### Input records ###
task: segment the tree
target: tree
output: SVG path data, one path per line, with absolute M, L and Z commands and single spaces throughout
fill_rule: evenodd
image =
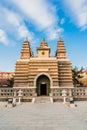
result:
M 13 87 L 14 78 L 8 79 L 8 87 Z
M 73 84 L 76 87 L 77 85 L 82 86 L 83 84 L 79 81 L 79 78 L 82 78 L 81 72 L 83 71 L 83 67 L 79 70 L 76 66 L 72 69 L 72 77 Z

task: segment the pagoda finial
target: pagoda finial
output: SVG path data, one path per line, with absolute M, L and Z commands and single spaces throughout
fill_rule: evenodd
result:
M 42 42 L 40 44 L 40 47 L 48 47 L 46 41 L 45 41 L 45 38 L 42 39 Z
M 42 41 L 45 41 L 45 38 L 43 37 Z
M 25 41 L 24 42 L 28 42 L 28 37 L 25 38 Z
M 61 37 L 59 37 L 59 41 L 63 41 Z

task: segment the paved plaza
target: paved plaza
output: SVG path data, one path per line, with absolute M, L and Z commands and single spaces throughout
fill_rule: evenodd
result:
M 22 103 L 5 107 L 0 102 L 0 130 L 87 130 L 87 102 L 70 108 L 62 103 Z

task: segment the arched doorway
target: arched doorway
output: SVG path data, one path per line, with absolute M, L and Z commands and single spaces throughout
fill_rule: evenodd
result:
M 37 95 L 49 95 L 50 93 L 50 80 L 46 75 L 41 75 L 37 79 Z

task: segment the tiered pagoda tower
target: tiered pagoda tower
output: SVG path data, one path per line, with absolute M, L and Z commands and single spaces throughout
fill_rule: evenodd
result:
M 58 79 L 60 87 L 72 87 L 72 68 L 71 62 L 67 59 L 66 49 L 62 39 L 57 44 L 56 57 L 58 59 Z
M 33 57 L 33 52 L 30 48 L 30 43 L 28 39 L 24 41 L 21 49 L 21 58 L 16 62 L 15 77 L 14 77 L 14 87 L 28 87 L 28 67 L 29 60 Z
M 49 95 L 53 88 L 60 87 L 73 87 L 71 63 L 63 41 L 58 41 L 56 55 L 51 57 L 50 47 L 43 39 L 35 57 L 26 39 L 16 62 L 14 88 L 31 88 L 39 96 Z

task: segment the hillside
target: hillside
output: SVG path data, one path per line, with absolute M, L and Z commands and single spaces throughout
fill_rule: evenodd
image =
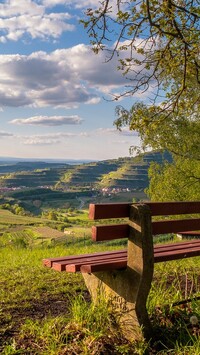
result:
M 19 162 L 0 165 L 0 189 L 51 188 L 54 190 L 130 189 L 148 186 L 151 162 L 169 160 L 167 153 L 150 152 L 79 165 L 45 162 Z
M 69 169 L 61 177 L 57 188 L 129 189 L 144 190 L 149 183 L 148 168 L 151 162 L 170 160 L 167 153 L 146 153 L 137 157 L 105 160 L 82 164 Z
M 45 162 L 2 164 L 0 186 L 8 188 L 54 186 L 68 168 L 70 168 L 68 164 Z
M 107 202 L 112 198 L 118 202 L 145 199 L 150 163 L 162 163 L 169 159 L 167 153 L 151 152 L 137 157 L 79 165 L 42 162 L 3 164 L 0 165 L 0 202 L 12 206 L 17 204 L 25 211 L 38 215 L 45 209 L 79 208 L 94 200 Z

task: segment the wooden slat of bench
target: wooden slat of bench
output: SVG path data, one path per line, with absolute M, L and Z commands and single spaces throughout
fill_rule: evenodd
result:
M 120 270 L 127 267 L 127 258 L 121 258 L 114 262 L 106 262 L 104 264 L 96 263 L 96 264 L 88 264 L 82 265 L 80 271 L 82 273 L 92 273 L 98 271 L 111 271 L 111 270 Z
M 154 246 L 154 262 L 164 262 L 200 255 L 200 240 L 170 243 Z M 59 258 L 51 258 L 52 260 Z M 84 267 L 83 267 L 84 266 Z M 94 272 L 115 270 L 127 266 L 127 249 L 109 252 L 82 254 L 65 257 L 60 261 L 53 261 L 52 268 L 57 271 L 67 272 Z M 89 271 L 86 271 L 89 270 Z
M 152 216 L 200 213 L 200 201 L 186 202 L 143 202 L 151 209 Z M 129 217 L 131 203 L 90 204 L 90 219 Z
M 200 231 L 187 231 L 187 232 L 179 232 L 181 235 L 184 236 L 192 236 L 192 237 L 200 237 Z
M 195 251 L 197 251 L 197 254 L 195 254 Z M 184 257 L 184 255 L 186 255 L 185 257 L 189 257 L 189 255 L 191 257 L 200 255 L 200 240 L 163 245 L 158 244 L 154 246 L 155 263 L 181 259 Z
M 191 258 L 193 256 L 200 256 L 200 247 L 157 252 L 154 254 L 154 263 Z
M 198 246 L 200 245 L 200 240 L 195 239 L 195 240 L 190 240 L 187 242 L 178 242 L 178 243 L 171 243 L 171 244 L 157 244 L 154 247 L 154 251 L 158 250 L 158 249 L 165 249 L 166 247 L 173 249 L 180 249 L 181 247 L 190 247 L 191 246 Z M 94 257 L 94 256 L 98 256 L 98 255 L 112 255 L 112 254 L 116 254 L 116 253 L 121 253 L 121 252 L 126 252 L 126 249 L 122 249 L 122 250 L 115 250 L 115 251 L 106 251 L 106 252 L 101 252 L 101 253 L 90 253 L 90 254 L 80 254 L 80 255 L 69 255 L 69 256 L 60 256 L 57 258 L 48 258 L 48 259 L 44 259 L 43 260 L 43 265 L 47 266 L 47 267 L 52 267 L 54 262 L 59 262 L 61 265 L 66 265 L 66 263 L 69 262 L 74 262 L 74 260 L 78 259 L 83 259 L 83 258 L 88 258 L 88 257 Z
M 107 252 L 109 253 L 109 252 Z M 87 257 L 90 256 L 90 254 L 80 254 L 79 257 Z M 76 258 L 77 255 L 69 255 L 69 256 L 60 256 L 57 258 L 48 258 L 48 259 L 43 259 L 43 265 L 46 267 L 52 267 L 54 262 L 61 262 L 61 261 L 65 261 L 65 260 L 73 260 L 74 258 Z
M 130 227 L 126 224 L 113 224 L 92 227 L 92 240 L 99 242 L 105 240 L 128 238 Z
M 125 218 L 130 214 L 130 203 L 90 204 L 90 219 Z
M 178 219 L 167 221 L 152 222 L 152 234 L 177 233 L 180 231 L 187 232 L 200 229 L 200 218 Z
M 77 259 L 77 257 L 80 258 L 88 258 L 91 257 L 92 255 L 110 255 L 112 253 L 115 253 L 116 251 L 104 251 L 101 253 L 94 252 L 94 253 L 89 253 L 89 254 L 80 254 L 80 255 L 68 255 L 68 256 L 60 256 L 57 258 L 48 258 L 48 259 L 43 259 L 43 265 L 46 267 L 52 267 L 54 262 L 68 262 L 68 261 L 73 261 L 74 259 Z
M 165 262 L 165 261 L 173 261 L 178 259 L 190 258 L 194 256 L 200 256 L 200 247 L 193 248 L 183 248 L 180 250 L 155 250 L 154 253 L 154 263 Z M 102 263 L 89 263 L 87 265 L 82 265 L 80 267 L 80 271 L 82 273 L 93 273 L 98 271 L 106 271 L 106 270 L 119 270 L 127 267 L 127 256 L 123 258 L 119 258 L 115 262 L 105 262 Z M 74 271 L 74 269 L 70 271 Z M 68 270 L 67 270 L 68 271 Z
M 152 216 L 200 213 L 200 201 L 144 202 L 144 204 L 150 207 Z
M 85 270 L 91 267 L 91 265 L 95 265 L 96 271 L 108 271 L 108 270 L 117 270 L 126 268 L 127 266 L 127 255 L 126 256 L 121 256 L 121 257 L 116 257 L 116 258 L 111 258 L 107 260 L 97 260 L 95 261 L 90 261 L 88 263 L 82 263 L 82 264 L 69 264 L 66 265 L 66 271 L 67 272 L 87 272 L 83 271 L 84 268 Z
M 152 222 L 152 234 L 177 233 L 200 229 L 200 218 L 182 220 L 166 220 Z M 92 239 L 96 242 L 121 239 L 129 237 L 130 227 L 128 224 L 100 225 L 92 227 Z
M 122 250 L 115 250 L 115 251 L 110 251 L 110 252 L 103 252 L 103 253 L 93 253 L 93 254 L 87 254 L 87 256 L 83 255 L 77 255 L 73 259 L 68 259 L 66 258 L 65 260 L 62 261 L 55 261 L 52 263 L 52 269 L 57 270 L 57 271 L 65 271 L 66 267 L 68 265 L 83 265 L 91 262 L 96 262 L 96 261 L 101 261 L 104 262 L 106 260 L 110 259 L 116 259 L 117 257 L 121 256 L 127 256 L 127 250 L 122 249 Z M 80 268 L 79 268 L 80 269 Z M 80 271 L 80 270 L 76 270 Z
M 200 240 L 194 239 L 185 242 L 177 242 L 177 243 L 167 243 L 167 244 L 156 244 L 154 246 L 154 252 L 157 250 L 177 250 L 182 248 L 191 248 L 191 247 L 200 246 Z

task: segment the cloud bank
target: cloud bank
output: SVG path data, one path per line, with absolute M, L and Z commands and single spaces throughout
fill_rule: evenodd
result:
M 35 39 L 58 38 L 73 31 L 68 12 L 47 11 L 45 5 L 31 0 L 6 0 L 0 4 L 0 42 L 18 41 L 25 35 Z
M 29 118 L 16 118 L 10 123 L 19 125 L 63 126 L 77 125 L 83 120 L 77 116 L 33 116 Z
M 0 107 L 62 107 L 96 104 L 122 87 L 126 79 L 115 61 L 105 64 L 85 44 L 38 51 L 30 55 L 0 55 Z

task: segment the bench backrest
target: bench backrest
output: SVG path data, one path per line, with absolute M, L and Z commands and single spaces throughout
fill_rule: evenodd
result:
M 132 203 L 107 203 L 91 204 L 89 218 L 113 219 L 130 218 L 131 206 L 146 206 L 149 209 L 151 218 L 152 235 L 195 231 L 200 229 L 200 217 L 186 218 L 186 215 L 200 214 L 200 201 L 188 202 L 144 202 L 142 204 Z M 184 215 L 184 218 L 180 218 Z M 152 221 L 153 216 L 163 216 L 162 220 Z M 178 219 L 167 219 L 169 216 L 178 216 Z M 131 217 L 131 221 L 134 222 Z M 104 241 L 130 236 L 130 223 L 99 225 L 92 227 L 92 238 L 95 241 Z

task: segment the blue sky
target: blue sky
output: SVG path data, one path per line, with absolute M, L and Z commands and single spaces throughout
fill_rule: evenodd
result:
###
Transcribe exactly, please, the lines between the start of the records above and the line holding "target: paved plaza", counting both of those lines and omitting pictures.

task: segment the tree
target: tree
output: SVG path data, one path per line, with absolute M, L and Z commands and single spaces throughout
fill_rule: evenodd
image =
result:
M 13 87 L 14 78 L 8 79 L 8 87 Z
M 73 84 L 76 87 L 77 85 L 82 86 L 83 84 L 79 81 L 79 78 L 82 78 L 81 72 L 83 71 L 83 67 L 79 70 L 76 66 L 72 69 L 72 77 Z

task: segment the pagoda finial
target: pagoda finial
output: SVG path data, one path per line, with absolute M, L and Z commands and single spaces throughout
fill_rule: evenodd
result:
M 42 42 L 40 44 L 40 47 L 48 47 L 46 41 L 45 41 L 45 38 L 42 39 Z
M 42 41 L 45 41 L 45 38 L 43 37 Z
M 25 41 L 24 42 L 28 42 L 28 37 L 25 38 Z
M 61 37 L 59 37 L 59 41 L 63 41 Z

task: segment the paved plaza
target: paved plaza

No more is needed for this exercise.